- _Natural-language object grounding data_
____________________

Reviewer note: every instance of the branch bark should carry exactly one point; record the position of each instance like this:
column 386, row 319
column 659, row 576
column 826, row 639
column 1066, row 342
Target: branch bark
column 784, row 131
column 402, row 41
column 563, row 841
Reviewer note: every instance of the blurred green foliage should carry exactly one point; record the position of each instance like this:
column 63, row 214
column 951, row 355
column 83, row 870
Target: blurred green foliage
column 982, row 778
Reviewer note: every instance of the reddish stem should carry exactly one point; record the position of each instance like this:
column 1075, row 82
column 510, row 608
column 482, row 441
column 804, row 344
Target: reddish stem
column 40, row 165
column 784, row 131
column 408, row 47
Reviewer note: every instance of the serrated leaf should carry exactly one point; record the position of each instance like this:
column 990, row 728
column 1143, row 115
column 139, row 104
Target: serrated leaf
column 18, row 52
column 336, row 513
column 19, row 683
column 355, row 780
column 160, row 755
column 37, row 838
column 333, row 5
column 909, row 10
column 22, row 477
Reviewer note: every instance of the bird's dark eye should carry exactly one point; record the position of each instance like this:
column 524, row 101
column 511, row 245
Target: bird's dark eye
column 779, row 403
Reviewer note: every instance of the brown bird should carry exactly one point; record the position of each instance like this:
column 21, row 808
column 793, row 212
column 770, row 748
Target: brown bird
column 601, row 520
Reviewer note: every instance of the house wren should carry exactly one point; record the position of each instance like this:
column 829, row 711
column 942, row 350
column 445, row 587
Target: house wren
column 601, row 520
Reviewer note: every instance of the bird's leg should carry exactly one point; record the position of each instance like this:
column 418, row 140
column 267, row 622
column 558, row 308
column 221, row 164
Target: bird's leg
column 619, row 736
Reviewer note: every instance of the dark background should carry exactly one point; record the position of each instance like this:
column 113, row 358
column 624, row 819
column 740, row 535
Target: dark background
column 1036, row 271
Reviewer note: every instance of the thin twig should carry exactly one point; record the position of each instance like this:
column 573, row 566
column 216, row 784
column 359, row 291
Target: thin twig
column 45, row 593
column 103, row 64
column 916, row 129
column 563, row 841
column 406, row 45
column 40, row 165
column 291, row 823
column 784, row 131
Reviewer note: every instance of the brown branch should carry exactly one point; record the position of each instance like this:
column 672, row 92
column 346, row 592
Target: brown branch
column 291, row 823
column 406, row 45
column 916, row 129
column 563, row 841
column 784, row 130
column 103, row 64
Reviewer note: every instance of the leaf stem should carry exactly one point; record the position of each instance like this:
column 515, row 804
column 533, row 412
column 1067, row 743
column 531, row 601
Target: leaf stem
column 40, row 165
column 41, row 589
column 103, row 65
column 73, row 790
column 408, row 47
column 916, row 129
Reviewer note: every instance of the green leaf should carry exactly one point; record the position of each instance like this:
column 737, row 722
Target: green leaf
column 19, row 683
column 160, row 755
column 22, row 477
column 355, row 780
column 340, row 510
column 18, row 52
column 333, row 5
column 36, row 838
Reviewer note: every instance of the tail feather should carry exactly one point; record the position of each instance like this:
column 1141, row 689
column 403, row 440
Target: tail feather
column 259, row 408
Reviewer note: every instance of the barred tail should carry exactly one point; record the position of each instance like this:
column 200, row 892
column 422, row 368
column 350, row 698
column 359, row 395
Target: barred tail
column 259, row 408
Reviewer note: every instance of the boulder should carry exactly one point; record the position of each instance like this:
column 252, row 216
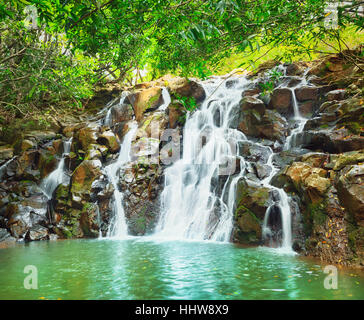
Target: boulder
column 253, row 197
column 281, row 101
column 350, row 189
column 335, row 95
column 251, row 103
column 143, row 100
column 6, row 153
column 271, row 125
column 183, row 87
column 307, row 93
column 109, row 139
column 84, row 175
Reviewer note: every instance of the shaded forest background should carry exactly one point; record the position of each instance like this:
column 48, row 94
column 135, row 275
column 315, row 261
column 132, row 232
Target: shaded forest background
column 54, row 53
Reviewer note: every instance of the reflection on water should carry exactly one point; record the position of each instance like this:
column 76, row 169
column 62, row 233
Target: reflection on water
column 141, row 268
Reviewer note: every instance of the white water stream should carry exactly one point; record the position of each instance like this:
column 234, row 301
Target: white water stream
column 56, row 177
column 118, row 227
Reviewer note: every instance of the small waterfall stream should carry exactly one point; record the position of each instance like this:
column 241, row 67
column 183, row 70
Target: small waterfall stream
column 191, row 193
column 192, row 204
column 118, row 227
column 56, row 177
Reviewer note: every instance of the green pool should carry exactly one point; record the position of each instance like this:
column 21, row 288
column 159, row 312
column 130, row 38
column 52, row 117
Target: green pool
column 146, row 269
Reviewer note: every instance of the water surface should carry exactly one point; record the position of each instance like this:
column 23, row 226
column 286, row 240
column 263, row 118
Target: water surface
column 140, row 268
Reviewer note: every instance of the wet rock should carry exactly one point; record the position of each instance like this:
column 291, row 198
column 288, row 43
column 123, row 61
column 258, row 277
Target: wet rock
column 37, row 233
column 85, row 136
column 109, row 139
column 145, row 148
column 121, row 113
column 294, row 69
column 144, row 100
column 47, row 163
column 307, row 93
column 175, row 114
column 6, row 153
column 350, row 189
column 182, row 87
column 5, row 236
column 335, row 95
column 89, row 221
column 271, row 125
column 84, row 175
column 253, row 197
column 153, row 126
column 27, row 144
column 281, row 100
column 40, row 136
column 141, row 184
column 253, row 152
column 251, row 103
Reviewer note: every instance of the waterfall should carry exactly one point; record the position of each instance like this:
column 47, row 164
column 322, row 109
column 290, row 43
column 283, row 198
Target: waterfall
column 166, row 99
column 191, row 194
column 4, row 166
column 56, row 177
column 118, row 227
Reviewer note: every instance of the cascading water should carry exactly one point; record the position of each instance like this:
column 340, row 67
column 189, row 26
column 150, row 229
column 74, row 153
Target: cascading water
column 191, row 194
column 56, row 177
column 4, row 166
column 118, row 227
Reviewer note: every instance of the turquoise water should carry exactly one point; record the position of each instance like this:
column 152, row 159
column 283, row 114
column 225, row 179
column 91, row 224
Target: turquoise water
column 143, row 269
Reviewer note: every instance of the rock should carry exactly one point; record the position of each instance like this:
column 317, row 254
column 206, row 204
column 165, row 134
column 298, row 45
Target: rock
column 5, row 236
column 153, row 126
column 183, row 87
column 251, row 103
column 307, row 93
column 248, row 227
column 58, row 146
column 143, row 100
column 27, row 144
column 350, row 189
column 37, row 233
column 141, row 184
column 109, row 139
column 26, row 214
column 6, row 153
column 175, row 113
column 307, row 180
column 145, row 148
column 84, row 175
column 281, row 100
column 294, row 69
column 315, row 159
column 253, row 152
column 251, row 92
column 253, row 197
column 271, row 126
column 40, row 136
column 337, row 162
column 85, row 136
column 120, row 114
column 89, row 220
column 334, row 95
column 47, row 163
column 24, row 166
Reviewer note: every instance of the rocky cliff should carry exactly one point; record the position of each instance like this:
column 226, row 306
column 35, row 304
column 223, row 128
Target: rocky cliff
column 322, row 171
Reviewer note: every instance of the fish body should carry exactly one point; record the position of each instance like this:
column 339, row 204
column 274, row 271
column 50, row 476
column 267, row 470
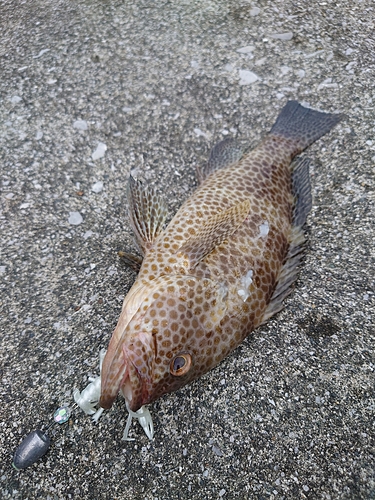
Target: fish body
column 221, row 267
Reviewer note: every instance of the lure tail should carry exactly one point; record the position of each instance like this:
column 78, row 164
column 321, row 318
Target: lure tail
column 303, row 126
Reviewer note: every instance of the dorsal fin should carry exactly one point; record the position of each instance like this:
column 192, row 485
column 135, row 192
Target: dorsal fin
column 223, row 154
column 213, row 232
column 288, row 274
column 147, row 212
column 301, row 190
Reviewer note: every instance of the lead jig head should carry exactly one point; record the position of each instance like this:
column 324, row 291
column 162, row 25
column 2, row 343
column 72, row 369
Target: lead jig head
column 33, row 447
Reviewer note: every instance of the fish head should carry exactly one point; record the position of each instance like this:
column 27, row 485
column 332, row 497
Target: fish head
column 159, row 343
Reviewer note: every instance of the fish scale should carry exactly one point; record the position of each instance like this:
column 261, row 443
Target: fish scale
column 221, row 267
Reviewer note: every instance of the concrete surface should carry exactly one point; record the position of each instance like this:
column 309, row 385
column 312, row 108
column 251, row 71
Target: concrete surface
column 290, row 415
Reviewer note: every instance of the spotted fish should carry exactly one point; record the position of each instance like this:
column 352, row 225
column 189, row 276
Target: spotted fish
column 220, row 268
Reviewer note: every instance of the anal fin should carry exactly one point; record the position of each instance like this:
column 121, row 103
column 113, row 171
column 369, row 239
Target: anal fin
column 147, row 212
column 214, row 232
column 303, row 202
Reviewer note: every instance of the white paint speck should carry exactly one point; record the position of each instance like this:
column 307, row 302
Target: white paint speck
column 15, row 99
column 282, row 36
column 246, row 50
column 247, row 77
column 99, row 151
column 264, row 229
column 43, row 51
column 199, row 133
column 97, row 187
column 75, row 218
column 246, row 281
column 80, row 124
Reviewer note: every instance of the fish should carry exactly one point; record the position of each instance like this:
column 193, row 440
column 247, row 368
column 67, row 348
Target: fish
column 221, row 267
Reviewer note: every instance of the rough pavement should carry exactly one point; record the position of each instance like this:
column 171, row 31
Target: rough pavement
column 91, row 90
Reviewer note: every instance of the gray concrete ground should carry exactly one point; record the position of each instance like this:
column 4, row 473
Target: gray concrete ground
column 291, row 413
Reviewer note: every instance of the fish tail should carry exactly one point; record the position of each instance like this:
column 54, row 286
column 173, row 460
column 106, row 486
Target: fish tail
column 303, row 126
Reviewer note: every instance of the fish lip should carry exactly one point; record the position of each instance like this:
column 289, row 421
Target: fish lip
column 109, row 390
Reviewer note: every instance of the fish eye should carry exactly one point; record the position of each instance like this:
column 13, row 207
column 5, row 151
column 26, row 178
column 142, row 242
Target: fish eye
column 180, row 365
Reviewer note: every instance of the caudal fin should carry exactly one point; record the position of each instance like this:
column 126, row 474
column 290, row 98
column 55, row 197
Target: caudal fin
column 303, row 125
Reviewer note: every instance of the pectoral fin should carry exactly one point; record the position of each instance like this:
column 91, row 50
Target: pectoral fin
column 133, row 261
column 213, row 232
column 147, row 212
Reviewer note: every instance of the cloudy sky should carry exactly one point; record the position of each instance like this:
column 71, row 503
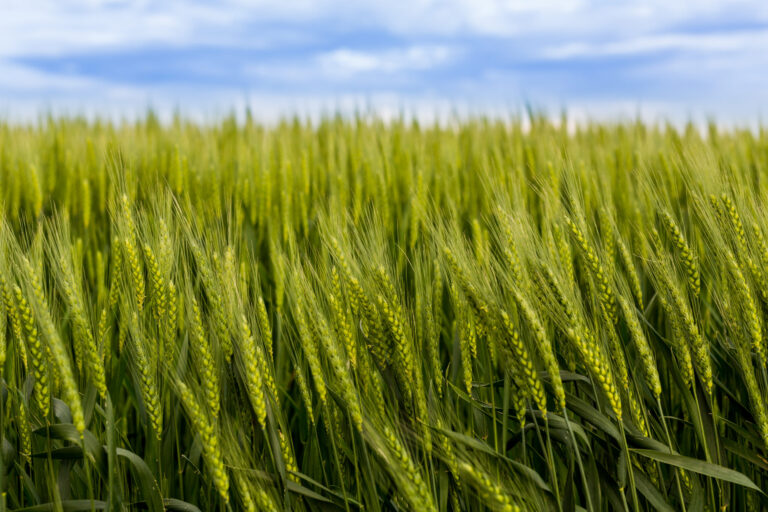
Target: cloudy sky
column 674, row 58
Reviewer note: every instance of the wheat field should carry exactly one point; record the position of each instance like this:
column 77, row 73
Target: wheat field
column 352, row 314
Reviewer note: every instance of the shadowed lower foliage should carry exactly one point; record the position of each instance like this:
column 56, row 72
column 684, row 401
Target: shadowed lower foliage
column 358, row 315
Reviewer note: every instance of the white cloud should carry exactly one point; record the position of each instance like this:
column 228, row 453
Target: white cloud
column 712, row 43
column 346, row 61
column 475, row 44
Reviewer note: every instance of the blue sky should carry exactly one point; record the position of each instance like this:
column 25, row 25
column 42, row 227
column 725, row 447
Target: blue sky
column 673, row 58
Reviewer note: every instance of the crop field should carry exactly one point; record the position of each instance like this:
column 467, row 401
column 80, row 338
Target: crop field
column 352, row 314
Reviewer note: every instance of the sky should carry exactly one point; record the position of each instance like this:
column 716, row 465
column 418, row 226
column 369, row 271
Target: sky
column 675, row 59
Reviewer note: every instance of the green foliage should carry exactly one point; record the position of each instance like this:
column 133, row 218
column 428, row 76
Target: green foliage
column 384, row 316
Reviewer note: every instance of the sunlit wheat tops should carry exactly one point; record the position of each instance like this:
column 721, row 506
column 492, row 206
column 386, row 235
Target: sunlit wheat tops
column 357, row 314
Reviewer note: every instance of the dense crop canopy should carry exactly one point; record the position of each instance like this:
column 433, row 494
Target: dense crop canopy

____________________

- _EXERCISE_
If a line in the records holds the string "dense", copy it.

- _ANSWER TO THIS PROBLEM_
Reviewer note: every instance of the dense crop canopy should carry exactly one point; record the position of each instance like this:
Target: dense crop canopy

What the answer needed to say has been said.